- What about interactions of mutations in subsequent generations – compounding effects that are staggered?
- No agency in life matters. Some imagine that they can have it, so they try to emancipate themselves from life constraints. The danger of complete dissolution by complete emancipation even from the biological basis. Nihilists of all moral principles and matter.
- Capacity for introspection: imaginary, limitless? It is easier to prove that such capacity cannot be had in principle than to abolish every science based on its necessity.
- Write an essay “what if I was experimenting on life promotion?” a.k.a another advice on how to deal with life retardation. Notes: a tree of life, mutation, inequality, forking alternate lifestreams, sprouts, initially repellent of the two alternatives after sprouting like magnet ends of the same polarity.

-----

Instructions
1. Repeat the notes starting at "- What about" and ending at "the same polarity.", swapping "introspection" for "self-reflection".
2. Sum up the notes in two sentences.
3. Answer these questions about the notes:
(a) What do some people try to emancipate themselves from?
(b) What is said to be easier than abolishing every science based on the necessity of the capacity for introspection?
(c) To what are the two alternatives after sprouting compared?
The data after this point can be ignored.

-----

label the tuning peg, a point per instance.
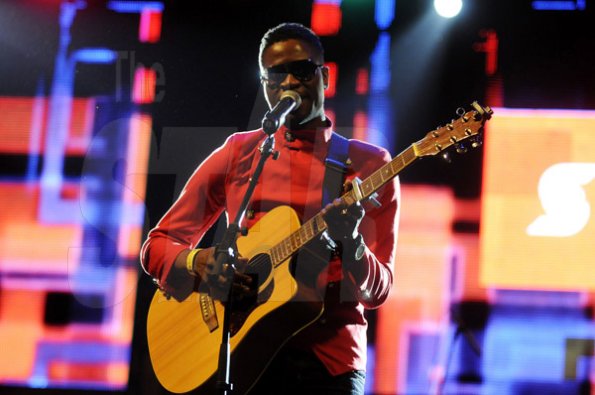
(476, 142)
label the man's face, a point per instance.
(295, 65)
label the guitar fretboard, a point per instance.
(316, 225)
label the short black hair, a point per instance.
(287, 31)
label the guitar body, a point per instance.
(184, 351)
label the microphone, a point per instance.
(289, 101)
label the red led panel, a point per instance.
(326, 19)
(333, 72)
(537, 221)
(149, 30)
(362, 81)
(144, 85)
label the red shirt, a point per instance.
(295, 179)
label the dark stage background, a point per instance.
(205, 86)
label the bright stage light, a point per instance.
(448, 8)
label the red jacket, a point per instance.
(294, 179)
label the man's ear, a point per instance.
(324, 70)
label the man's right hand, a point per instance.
(218, 284)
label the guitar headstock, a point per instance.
(465, 130)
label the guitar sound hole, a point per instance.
(260, 268)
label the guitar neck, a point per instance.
(315, 226)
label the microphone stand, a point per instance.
(460, 328)
(226, 252)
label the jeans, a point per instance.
(299, 372)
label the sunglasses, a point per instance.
(302, 70)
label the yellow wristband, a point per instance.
(190, 262)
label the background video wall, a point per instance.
(107, 107)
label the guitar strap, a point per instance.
(336, 164)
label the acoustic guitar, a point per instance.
(184, 337)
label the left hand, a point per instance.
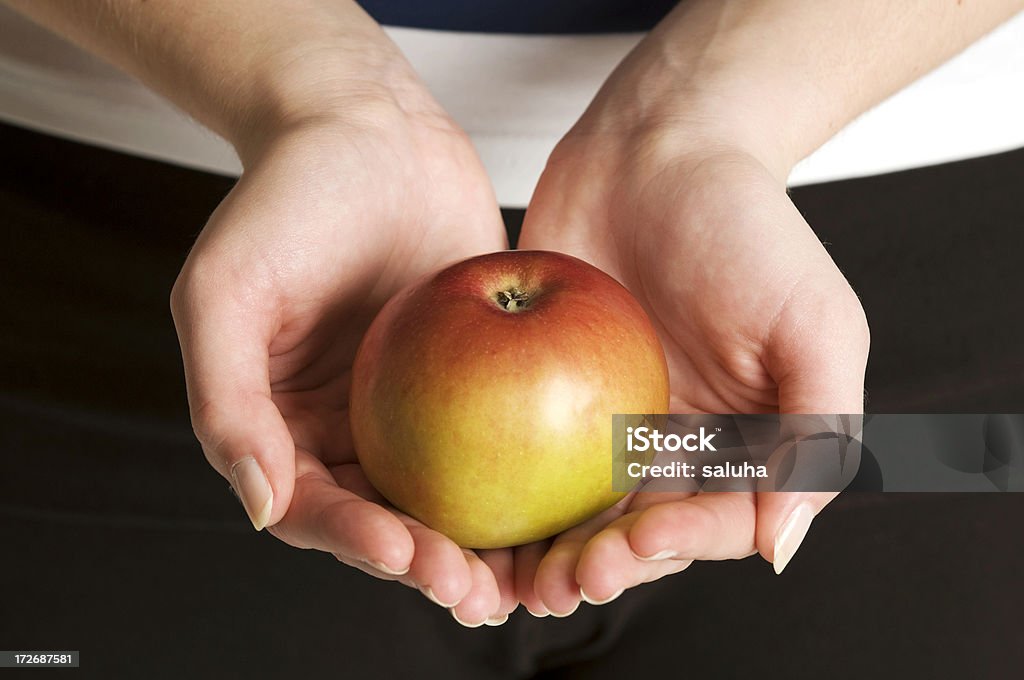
(752, 311)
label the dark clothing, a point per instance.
(117, 540)
(564, 16)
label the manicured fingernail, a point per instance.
(429, 593)
(462, 623)
(791, 535)
(567, 613)
(665, 554)
(591, 600)
(254, 491)
(381, 566)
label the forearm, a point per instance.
(783, 76)
(232, 65)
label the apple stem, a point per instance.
(512, 299)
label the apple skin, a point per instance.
(493, 425)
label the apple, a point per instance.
(482, 395)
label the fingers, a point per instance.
(483, 600)
(325, 516)
(706, 526)
(607, 566)
(527, 559)
(817, 354)
(665, 539)
(502, 565)
(556, 584)
(244, 436)
(783, 519)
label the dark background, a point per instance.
(117, 540)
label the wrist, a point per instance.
(372, 86)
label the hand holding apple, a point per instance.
(337, 211)
(482, 395)
(753, 313)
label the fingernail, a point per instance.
(591, 600)
(252, 487)
(428, 592)
(381, 566)
(665, 554)
(791, 535)
(461, 622)
(567, 613)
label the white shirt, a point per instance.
(516, 95)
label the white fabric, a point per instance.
(516, 95)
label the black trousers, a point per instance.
(118, 541)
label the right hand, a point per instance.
(334, 213)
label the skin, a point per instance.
(355, 182)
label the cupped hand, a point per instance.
(333, 215)
(754, 316)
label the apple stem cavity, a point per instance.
(512, 299)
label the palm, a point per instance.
(312, 241)
(715, 252)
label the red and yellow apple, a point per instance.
(482, 394)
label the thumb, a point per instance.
(818, 360)
(226, 365)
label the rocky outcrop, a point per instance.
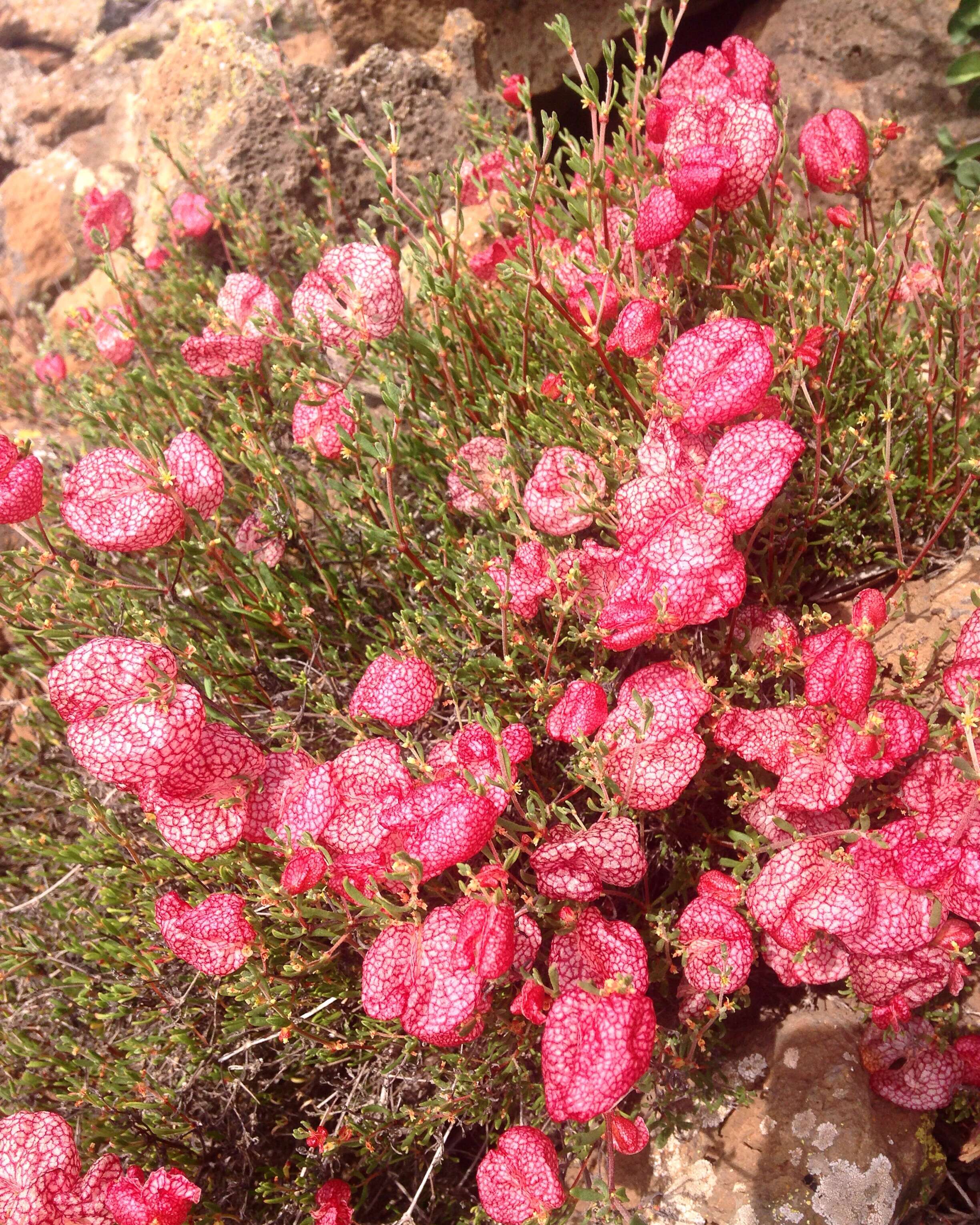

-----

Replies
1.
- What about interactions of mutations in subsequent generations – compounding effects that are staggered?
- No agency in life matters. Some imagine that they can have it, so they try to emancipate themselves from life constraints. The danger of complete dissolution by complete emancipation even from the biological basis. Nihilists of all moral principles and matter.
- Capacity for self-reflection: imaginary, limitless? It is easier to prove that such capacity cannot be had in principle than to abolish every science based on its necessity.
- Write an essay “what if I was experimenting on life promotion?” a.k.a another advice on how to deal with life retardation. Notes: a tree of life, mutation, inequality, forking alternate lifestreams, sprouts, initially repellent of the two alternatives after sprouting like magnet ends of the same polarity.

2. The notes ask about the staggered, compounding effects of mutations across generations and state that agency in life does not matter, warning that seeking emancipation from life's constraints risks complete dissolution. They question whether the capacity for introspection is imaginary and plan an essay on experimenting with life promotion, with notes on a tree of life, mutation, inequality and forking alternate lifestreams.

3.
(a) Life constraints.
(b) Proving that such capacity cannot be had in principle.
(c) Magnet ends of the same polarity.